= Selection =
═══
The old homesteads in Melbourne’s north-west make it a favourite site for ghost hunters. Tara Murray joined one tour searching for spectres.

Alex Mifsud suddenly stops talking and asks: ‘‘Did anyone else see that?’’ He looks for another moment, then says: “There was a lady just ran across the room.

It’s the first time I’ve seen someone run across this room like that.’’ But it wasn’t just any lady. It was a ghost.

It isn’t the first time Alex claims to have seen one, nor will it be the last.

Misfud is one of the hosts of Lantern Ghost tours. On this occasion he is taking a group through Point Cook Homestead.

‘‘People get pushed, poked, their hair gets lifted,’’ he says. ‘‘Some people hear their names being called and others can smell and hear things. Every night is different. Some nights there’s lots of activity, then other nights we don’t get as much.’’ 

Jacqui Travaglia started Lantern Ghost Tours Williamstown in 2009. She and her partner Andrew Wishart have expanded the tours to Altona, Point Cook and Eynesbury homesteads, and overnight tours to places like the infamous J-Ward asylum in Ararat.

Travaglia has seen ghosts for as long as she can remember.

‘‘I grew up in a haunted house in Williamstown and I used to see a little old woman walking around the house and hear footsteps that were unexplained. A little old woman used to live there with her husband and she liked to cook.

‘‘Then I moved to England and there’s a lot of history and ghost activity there as well. I did every single ghost tour I could do and stayed at every haunted place I could. Then my friends would come along with me and go ghost hunting.
═══
= Tasks for this exercise =
- A) According to the ghost tour article, in what year did Jacqui Travaglia start Lantern Ghost Tours Williamstown?
- B) Retype the part of the ghost tour article that opens with the words containing "Travaglia has seen" and closes with "liked to cook.".
The lines after this point are separate material, unrelated to the ghost tour article.

= Provided data =
═══
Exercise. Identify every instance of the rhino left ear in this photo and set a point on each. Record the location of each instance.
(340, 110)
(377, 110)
═══
= Completed exercise =
- A) 2009

- B)
Travaglia has seen ghosts for as long as she can remember.

‘‘I grew up in a haunted house in Williamstown and I used to see a little old woman walking around the house and hear footsteps that were unexplained. A little old woman used to live there with her husband and she liked to cook.